▸ **RECORDS SUPPLIED**
▬▬▬

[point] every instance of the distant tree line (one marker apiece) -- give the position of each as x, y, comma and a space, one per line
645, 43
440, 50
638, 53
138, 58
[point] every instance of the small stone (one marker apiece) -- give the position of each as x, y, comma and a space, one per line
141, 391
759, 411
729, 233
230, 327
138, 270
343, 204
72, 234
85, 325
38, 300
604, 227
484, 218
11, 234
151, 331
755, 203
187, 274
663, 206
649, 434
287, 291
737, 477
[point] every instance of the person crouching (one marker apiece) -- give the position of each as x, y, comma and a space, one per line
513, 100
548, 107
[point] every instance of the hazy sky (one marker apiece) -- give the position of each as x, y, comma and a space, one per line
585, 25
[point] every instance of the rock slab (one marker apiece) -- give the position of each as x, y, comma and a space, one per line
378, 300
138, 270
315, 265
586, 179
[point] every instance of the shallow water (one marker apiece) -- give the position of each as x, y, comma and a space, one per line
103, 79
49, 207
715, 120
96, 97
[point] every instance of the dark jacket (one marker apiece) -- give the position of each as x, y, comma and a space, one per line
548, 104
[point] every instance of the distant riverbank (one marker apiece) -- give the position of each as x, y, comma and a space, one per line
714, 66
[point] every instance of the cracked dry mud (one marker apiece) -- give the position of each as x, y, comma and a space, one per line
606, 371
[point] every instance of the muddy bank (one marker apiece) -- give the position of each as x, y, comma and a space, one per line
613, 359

▬▬▬

▸ **EXERCISE**
Each entry above is to be duplicated exactly, with nothing left out.

▸ **ANSWER SPACE**
[point] every instance of the distant tree line (one marker apiece) -- give the position of each as x, y, comma and a space, one per line
645, 43
440, 50
638, 53
138, 58
[point] every instance of the small stone (one marker apiece) -- give the position of each as x, y, comma and a space, one per line
141, 391
759, 411
729, 233
230, 327
138, 270
343, 204
72, 234
85, 325
38, 300
604, 227
484, 218
11, 234
151, 331
755, 203
187, 274
663, 206
649, 434
287, 291
737, 477
[point] every instance of the person crouching (one marker apiece) -- give the position of each as x, y, comma and a space, one per line
513, 100
548, 107
[point] every instance of the hazy sky (one marker apiece) -- give the position of each as x, y, comma and a space, one per line
585, 25
[point] every instance of the rock slab (one marker apiece) -- give the position of each as x, y, comma and a space, one per line
378, 300
138, 270
315, 265
586, 179
[point] every instance of the shallow water (one marker apiece) -- give the position of each as x, y, comma and a space, one per line
103, 79
49, 207
715, 120
96, 97
[point] every instance of the dark jacket (one marker apiece) -- give the position of each as x, y, comma and a space, one per line
548, 104
[point] every instance of the distant riverbank (one marker apiece) -- give the position of each as x, y, comma and a space, one per line
714, 66
[point] every instance of the cracked dry mud (one marker apiece) -- give the position of each as x, y, comma and a space, one per line
606, 371
[point] every instance of the muddy bank (one marker apiece) -- give the position of each as x, y, comma and a space, one per line
613, 359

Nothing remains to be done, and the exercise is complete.